Set exercise: Rewrite the records that begin at the line containing "I need to verify whether the gray" and end after the line containing "24 0 640 153", keeping the requests and their format samples unchanged. Multiply every bounding-box coordinate in the answers by 0.4 and round each result to a whole number, with halves rounded up.

Given data:
========

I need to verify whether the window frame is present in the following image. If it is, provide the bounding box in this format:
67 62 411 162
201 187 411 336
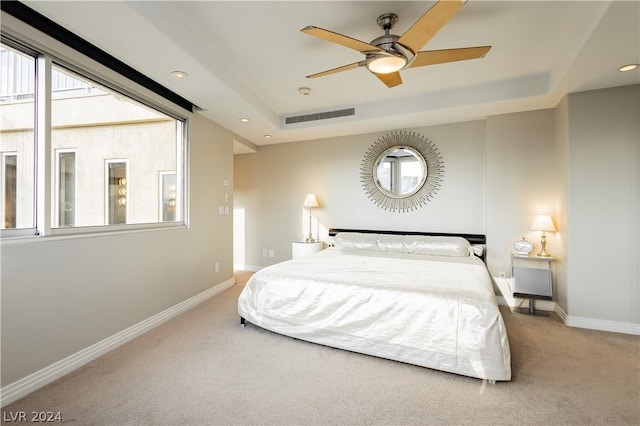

========

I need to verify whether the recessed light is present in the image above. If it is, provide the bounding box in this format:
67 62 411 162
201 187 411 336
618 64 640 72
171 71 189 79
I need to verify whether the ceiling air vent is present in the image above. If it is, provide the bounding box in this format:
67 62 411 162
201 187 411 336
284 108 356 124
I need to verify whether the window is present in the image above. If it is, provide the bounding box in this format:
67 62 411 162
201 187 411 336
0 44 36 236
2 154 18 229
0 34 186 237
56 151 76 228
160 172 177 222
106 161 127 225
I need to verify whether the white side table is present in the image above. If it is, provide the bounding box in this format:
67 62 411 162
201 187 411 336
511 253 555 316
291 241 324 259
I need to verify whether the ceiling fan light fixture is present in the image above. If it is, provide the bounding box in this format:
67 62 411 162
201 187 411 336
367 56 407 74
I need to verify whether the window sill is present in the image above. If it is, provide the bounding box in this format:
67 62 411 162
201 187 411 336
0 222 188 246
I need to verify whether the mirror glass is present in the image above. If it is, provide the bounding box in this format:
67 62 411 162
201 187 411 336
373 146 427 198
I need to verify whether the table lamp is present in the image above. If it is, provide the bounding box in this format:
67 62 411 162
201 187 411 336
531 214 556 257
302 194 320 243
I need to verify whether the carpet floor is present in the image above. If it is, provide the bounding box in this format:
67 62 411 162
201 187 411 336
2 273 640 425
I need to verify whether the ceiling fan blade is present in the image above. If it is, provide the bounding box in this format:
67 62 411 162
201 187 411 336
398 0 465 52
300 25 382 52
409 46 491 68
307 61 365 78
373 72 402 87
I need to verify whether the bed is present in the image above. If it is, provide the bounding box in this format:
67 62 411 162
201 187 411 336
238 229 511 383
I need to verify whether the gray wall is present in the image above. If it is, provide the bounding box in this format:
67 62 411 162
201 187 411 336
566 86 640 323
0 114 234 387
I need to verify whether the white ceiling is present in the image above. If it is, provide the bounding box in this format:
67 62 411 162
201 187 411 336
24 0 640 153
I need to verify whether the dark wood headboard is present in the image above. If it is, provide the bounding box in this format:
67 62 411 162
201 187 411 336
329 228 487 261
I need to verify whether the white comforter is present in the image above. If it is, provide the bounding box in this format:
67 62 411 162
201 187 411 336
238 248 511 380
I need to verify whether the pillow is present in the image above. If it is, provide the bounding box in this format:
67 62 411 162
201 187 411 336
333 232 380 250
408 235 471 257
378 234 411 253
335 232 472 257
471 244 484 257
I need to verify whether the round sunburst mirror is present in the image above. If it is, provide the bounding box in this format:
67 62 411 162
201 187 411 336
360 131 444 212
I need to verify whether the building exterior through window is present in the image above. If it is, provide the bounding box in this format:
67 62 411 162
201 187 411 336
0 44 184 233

========

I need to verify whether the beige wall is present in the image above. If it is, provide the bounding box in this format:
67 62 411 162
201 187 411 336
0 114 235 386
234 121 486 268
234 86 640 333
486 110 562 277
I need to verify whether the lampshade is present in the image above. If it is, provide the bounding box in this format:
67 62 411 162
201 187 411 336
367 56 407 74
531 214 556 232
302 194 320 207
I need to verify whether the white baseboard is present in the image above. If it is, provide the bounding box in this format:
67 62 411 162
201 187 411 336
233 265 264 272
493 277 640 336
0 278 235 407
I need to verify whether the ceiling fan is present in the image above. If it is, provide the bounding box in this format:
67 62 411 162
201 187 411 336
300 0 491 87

========

Result for this exercise:
I need to verify whether the gray wall is present in the image above. If it is, provide the bounding box in this format:
67 62 411 162
201 187 411 336
226 34 256 129
0 46 94 155
I need to verify whether the white ceiling is present in the image above. If it is, provide the bounding box in this format:
67 62 411 162
201 187 411 336
10 0 256 61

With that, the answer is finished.